- **Prompt**
Arrange the lines from the start of the records through the line containing "An instance may" as a numbered list, leaving out blank lines and pictures.

- **Rows**
*****
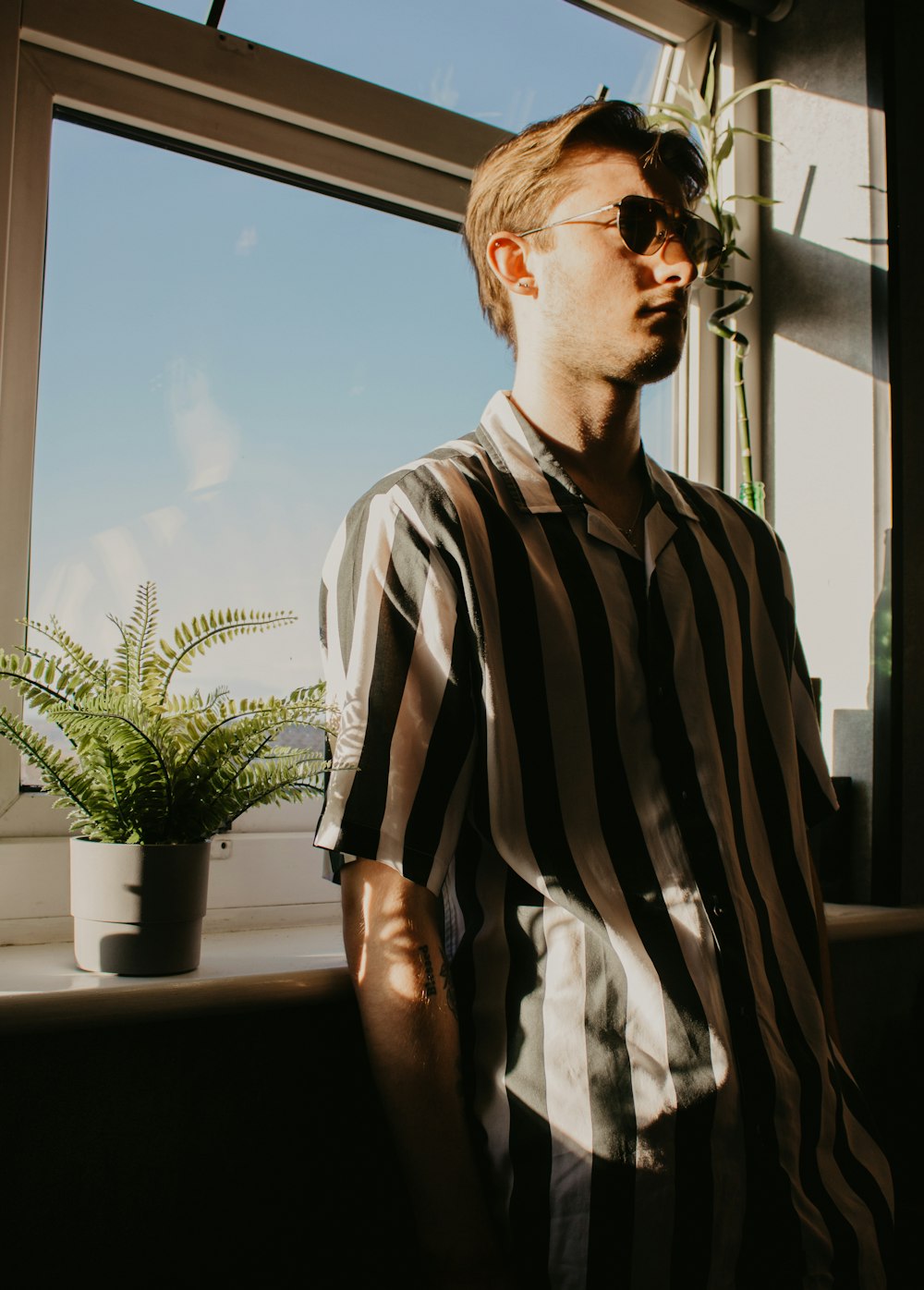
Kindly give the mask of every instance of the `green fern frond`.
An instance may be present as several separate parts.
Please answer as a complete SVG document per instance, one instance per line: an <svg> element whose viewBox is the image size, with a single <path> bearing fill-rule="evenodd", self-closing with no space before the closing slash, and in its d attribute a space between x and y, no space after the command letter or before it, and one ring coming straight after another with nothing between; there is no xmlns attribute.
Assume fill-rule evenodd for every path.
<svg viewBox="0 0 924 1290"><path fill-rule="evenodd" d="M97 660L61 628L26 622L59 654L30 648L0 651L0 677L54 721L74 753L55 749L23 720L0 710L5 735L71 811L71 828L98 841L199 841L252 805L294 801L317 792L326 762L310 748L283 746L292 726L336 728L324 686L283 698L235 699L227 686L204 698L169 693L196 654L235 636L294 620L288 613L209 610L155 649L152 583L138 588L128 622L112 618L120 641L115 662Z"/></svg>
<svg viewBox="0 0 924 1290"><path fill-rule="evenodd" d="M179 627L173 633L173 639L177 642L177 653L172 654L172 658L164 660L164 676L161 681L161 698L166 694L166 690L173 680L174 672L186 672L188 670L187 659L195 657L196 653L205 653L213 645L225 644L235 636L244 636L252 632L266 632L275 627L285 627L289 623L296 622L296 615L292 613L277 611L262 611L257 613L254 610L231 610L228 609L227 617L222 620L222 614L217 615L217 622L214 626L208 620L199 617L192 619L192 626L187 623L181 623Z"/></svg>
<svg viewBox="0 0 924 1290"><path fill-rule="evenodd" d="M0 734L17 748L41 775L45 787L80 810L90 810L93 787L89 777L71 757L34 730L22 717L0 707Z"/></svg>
*****
- **Task response**
1. Kindly give the mask of every instance of the `green fern frond`.
2. An instance may be present as several separate parts.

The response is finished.